=== Source data ===

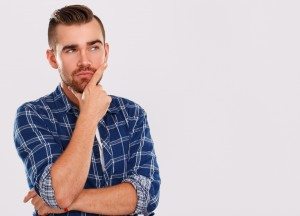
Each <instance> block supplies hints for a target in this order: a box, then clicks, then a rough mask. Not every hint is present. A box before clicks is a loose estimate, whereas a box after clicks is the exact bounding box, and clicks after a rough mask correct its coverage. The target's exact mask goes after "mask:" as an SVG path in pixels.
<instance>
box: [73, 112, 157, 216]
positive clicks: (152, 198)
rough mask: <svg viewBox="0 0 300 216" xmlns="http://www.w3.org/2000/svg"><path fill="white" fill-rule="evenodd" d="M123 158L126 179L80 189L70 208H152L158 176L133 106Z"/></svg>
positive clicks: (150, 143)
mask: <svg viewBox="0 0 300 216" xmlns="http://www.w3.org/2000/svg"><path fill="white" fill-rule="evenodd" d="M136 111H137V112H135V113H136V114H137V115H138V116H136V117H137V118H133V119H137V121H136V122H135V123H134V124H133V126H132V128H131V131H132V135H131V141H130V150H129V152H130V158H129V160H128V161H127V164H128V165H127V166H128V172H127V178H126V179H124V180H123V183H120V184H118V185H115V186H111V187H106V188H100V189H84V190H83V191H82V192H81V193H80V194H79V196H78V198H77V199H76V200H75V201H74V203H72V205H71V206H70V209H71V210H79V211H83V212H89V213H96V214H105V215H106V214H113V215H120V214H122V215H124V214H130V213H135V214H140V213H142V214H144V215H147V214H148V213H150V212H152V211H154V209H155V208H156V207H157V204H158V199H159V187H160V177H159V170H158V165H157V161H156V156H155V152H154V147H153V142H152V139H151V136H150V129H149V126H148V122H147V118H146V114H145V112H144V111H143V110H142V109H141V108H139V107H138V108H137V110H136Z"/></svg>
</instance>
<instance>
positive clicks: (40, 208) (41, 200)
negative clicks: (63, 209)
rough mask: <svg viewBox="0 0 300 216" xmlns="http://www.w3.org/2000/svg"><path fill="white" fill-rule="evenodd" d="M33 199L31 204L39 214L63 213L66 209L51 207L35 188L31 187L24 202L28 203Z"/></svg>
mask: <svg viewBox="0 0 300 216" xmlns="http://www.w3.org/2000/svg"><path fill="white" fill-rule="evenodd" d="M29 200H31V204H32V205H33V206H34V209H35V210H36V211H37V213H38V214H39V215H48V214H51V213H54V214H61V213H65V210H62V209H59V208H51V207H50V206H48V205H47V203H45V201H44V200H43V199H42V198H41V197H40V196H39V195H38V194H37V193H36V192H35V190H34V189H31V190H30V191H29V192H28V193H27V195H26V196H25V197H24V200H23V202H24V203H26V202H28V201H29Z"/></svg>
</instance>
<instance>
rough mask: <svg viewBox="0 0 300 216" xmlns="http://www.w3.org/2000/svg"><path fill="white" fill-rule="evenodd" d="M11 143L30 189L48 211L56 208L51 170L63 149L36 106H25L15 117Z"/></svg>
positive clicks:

...

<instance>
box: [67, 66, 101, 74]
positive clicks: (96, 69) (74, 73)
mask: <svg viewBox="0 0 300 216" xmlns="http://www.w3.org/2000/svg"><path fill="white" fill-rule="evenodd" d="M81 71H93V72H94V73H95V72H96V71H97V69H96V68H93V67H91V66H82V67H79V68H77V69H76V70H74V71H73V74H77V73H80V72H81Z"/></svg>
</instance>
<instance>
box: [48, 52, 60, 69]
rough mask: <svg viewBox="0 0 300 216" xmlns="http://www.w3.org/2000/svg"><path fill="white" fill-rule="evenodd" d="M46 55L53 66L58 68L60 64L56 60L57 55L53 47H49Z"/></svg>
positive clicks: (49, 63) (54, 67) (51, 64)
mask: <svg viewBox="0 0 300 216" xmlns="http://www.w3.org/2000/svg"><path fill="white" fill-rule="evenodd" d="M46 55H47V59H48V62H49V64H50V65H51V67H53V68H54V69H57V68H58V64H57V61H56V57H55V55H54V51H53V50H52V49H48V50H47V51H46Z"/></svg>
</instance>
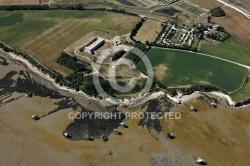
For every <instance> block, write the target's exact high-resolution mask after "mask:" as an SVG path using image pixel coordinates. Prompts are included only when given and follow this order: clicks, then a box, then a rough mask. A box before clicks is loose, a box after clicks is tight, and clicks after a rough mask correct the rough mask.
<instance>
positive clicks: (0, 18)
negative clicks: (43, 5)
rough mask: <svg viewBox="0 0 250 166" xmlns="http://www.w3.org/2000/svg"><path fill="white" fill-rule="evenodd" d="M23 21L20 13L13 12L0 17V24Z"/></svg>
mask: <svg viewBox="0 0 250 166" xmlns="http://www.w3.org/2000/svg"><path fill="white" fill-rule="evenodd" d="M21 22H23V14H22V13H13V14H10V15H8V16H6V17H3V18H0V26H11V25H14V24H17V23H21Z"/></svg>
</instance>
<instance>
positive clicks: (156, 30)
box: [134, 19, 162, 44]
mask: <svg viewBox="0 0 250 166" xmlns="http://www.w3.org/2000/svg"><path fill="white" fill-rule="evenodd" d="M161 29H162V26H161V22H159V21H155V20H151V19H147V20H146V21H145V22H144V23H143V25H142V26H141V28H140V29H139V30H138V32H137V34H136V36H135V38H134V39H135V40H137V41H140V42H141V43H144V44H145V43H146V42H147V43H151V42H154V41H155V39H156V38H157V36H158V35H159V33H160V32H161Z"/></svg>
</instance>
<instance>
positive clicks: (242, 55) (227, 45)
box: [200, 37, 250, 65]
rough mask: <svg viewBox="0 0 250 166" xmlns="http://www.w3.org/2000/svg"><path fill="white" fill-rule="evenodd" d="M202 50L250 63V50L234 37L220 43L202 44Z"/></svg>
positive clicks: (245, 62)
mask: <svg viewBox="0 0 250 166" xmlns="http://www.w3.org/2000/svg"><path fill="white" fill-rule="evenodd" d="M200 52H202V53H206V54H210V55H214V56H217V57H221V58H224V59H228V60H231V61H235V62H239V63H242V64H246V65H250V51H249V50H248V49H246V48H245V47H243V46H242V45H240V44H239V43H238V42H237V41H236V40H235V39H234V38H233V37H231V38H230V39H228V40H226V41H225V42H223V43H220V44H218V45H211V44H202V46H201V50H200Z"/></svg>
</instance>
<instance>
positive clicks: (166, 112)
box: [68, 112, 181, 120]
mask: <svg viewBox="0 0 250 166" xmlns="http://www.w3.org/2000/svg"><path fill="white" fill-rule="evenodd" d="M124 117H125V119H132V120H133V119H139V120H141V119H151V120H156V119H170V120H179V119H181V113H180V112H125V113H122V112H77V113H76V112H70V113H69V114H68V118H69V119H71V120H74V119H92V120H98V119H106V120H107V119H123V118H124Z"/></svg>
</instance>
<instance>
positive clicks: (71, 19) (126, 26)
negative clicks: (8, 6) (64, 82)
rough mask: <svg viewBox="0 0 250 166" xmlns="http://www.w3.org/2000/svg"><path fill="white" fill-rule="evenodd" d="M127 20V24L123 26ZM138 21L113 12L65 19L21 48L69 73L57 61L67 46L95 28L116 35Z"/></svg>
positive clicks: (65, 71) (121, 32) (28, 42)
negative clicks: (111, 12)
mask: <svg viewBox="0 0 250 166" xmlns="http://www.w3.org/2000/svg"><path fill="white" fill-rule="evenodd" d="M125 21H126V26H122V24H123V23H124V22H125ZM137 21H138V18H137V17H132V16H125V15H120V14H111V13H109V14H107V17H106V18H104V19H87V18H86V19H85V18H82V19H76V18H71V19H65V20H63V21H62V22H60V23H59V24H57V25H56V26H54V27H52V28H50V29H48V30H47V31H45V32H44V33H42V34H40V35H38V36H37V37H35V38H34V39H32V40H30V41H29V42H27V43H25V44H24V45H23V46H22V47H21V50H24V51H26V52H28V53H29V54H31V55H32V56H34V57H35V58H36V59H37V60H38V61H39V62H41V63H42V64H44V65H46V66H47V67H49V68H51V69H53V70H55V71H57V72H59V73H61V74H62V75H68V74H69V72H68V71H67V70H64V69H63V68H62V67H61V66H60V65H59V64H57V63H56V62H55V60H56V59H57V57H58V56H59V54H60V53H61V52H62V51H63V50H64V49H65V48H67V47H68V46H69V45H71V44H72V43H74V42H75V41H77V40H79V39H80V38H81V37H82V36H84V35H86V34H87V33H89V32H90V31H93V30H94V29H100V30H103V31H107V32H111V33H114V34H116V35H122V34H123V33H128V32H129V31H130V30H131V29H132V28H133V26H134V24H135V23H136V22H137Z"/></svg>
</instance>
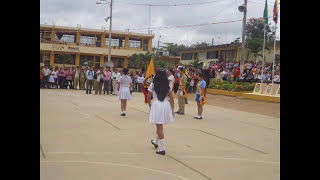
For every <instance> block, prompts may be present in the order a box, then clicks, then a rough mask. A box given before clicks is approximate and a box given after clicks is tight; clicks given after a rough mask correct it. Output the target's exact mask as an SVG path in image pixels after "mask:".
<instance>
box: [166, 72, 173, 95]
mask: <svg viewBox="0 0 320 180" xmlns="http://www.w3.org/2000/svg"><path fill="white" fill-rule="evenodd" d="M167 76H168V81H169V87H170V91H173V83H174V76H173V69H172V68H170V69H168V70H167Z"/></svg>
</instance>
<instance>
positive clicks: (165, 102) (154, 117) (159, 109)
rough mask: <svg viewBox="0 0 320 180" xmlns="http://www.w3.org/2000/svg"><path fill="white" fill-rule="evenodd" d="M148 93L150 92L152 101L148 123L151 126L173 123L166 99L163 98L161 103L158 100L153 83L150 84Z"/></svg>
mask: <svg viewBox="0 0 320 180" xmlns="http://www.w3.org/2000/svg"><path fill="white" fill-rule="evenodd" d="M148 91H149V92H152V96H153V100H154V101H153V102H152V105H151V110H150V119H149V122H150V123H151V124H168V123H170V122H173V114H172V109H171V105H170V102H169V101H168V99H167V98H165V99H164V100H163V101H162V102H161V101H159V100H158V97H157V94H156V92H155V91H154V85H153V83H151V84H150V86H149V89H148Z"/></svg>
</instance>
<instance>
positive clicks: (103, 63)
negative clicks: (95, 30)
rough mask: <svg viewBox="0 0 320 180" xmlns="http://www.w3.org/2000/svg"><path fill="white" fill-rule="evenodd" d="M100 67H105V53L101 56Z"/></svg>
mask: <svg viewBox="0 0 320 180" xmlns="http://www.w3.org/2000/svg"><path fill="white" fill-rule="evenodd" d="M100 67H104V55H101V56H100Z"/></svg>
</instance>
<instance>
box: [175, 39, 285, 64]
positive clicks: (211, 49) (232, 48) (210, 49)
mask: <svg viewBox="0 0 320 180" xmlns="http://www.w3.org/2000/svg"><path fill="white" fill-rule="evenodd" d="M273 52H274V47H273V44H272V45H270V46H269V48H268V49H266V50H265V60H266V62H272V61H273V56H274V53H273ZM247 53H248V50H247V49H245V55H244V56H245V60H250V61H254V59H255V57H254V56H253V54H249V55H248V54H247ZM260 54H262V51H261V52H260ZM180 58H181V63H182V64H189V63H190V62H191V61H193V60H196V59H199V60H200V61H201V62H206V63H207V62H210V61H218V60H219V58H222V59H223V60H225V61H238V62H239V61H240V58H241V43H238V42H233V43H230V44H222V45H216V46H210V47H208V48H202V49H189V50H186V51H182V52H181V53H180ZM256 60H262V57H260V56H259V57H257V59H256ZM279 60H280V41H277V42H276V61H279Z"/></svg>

=== What to work on ===
Copy out the rows from the line containing "Each <instance> block" to the line containing "positive clicks: (150, 143)", keeping every character as it is.

=== Solution for this exercise ===
Each <instance> block supplies hints for a target in this order: a box, then clicks, then a rough mask. Not every hint is present. A box before clicks is a loose estimate, whereas a box after clicks is the exact bounding box, and clicks after a rough mask correct its coverage. The target's exact mask goes after "mask:" as an SVG path in pixels.
<instance>
box: [73, 112, 157, 216]
positive clicks: (152, 198)
rough mask: <svg viewBox="0 0 300 216" xmlns="http://www.w3.org/2000/svg"><path fill="white" fill-rule="evenodd" d="M123 158L126 179L80 189L70 208H152L158 176L133 106Z"/></svg>
positive clicks: (150, 143)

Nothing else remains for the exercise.